INSTRUCTIONS TO FOLLOW:
Convert the material below into a JSON list of strings, with one string for each line and no blank lines.

DATA SHOWN:
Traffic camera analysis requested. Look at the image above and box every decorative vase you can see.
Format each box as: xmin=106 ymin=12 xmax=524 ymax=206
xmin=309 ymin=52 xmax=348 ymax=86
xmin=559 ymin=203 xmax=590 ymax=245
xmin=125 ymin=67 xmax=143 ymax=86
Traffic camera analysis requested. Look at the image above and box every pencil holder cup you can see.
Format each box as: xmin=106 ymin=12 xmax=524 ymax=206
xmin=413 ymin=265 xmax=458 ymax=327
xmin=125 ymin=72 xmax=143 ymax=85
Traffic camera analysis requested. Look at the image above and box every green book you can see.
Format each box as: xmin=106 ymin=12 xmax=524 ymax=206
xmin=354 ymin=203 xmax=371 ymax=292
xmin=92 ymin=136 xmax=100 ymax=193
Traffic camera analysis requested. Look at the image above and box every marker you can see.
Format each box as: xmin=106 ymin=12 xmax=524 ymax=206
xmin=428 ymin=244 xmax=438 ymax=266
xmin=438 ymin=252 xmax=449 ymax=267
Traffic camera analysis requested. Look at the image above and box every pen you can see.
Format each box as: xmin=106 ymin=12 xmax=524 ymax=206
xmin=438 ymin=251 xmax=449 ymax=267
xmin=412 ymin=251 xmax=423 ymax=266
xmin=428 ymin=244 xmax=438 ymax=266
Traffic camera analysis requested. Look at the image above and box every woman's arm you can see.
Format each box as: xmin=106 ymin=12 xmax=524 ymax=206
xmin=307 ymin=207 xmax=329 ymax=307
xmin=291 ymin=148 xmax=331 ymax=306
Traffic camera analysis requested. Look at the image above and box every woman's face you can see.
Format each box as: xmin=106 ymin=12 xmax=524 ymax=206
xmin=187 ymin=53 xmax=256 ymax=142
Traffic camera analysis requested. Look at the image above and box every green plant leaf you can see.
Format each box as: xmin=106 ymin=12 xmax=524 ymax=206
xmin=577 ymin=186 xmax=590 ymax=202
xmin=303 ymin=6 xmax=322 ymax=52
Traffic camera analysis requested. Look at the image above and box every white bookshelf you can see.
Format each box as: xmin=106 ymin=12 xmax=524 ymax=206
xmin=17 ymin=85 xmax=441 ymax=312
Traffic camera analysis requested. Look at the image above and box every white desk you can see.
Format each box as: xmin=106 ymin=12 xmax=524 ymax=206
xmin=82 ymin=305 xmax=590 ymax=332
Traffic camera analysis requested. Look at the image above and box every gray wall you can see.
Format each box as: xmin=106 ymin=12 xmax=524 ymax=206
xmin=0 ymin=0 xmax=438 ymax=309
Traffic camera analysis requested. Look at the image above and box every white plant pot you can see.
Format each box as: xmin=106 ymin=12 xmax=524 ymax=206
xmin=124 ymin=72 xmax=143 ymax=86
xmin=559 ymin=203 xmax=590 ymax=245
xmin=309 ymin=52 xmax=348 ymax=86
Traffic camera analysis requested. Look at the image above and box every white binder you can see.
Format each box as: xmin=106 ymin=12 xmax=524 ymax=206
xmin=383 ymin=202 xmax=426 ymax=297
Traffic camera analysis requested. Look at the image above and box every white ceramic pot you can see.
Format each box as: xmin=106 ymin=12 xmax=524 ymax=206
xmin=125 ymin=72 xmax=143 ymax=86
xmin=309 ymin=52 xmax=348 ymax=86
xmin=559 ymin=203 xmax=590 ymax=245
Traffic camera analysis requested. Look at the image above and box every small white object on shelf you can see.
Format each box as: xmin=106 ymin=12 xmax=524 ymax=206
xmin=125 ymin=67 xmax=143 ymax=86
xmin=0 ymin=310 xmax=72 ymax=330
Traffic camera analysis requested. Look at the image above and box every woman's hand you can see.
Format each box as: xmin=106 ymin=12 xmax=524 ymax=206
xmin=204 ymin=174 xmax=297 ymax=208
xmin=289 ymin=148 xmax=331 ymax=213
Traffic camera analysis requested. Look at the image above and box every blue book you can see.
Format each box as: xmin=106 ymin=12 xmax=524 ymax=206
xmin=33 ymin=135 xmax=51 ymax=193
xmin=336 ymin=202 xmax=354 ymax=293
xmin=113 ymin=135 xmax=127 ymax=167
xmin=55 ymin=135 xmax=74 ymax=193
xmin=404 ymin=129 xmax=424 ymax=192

SOLUTION TO THE EXERCISE:
[
  "Traffic camera analysis requested. Look at the image above and box every decorative vase you can see.",
  "Format each box as: xmin=106 ymin=12 xmax=524 ymax=206",
  "xmin=309 ymin=52 xmax=348 ymax=86",
  "xmin=559 ymin=203 xmax=590 ymax=245",
  "xmin=125 ymin=67 xmax=143 ymax=86",
  "Traffic camera analysis requested. Look at the image above and box every pencil holder cup you can see.",
  "Format each box as: xmin=106 ymin=12 xmax=524 ymax=206",
  "xmin=413 ymin=265 xmax=458 ymax=327",
  "xmin=125 ymin=72 xmax=143 ymax=85",
  "Traffic camera analysis requested. Look at the image above and box every green book you can see.",
  "Format each box as: xmin=106 ymin=12 xmax=524 ymax=206",
  "xmin=354 ymin=203 xmax=371 ymax=292",
  "xmin=92 ymin=136 xmax=100 ymax=193",
  "Traffic camera analysis requested. Look at the image above and box every marker you can see.",
  "Format each box as: xmin=106 ymin=12 xmax=524 ymax=206",
  "xmin=428 ymin=244 xmax=438 ymax=266",
  "xmin=438 ymin=252 xmax=449 ymax=267",
  "Traffic camera analysis requested. Look at the image above and box every pen you can see.",
  "Format each box as: xmin=106 ymin=12 xmax=524 ymax=206",
  "xmin=438 ymin=251 xmax=449 ymax=267",
  "xmin=412 ymin=251 xmax=423 ymax=266",
  "xmin=428 ymin=244 xmax=438 ymax=266",
  "Traffic camera analysis requested. Look at the image above and box every woman's arm you can see.",
  "Format each box as: xmin=106 ymin=12 xmax=524 ymax=206",
  "xmin=307 ymin=207 xmax=329 ymax=307",
  "xmin=291 ymin=148 xmax=331 ymax=306",
  "Traffic camera analysis requested. Look at the image above and box every woman's face you can see.",
  "Format each box as: xmin=106 ymin=12 xmax=524 ymax=206",
  "xmin=187 ymin=53 xmax=256 ymax=142",
  "Traffic camera analysis requested. Look at the image above and box every green plant leaf you can see.",
  "Format each box as: xmin=106 ymin=12 xmax=524 ymax=206",
  "xmin=577 ymin=186 xmax=590 ymax=202",
  "xmin=303 ymin=6 xmax=322 ymax=52",
  "Traffic camera analysis requested. Look at the image above and box every white bookshelf you can see.",
  "Format each box as: xmin=106 ymin=12 xmax=524 ymax=206",
  "xmin=17 ymin=85 xmax=441 ymax=312",
  "Traffic camera analysis requested. Look at the image above and box every white desk you can see.",
  "Format each box as: xmin=106 ymin=12 xmax=524 ymax=206",
  "xmin=82 ymin=305 xmax=590 ymax=332",
  "Traffic camera analysis requested. Look at the image above and box every gray wall you can see.",
  "Format each box as: xmin=106 ymin=12 xmax=524 ymax=206",
  "xmin=0 ymin=0 xmax=438 ymax=309",
  "Traffic camera analysis requested. Look at the image above and box every white plant pot you can see.",
  "Format each box as: xmin=106 ymin=12 xmax=524 ymax=206",
  "xmin=124 ymin=72 xmax=143 ymax=86",
  "xmin=559 ymin=203 xmax=590 ymax=245",
  "xmin=309 ymin=52 xmax=348 ymax=86",
  "Traffic camera analysis requested. Look at the image above and box every white binder you can see.",
  "Format each box as: xmin=106 ymin=12 xmax=524 ymax=206",
  "xmin=383 ymin=202 xmax=426 ymax=297",
  "Traffic camera analysis requested. Look at the image above and box every white ceramic pot you can see.",
  "Format each box as: xmin=106 ymin=12 xmax=524 ymax=206",
  "xmin=125 ymin=72 xmax=143 ymax=86",
  "xmin=309 ymin=52 xmax=348 ymax=86",
  "xmin=559 ymin=203 xmax=590 ymax=245",
  "Traffic camera analysis requested. Look at the image above and box every small white object on shelf you can see.",
  "Format each box as: xmin=106 ymin=12 xmax=524 ymax=206",
  "xmin=125 ymin=67 xmax=143 ymax=86",
  "xmin=0 ymin=310 xmax=72 ymax=330",
  "Traffic camera analysis requested. Look at the image above and box every woman's hand you can see.",
  "Format each box as: xmin=106 ymin=12 xmax=524 ymax=206",
  "xmin=204 ymin=174 xmax=297 ymax=208",
  "xmin=289 ymin=148 xmax=331 ymax=213",
  "Traffic camera analysis requested. Look at the image above and box every blue book you can see.",
  "Format each box as: xmin=106 ymin=12 xmax=524 ymax=206",
  "xmin=33 ymin=135 xmax=51 ymax=193",
  "xmin=336 ymin=202 xmax=354 ymax=293",
  "xmin=113 ymin=135 xmax=127 ymax=167",
  "xmin=55 ymin=135 xmax=74 ymax=193",
  "xmin=404 ymin=129 xmax=424 ymax=192"
]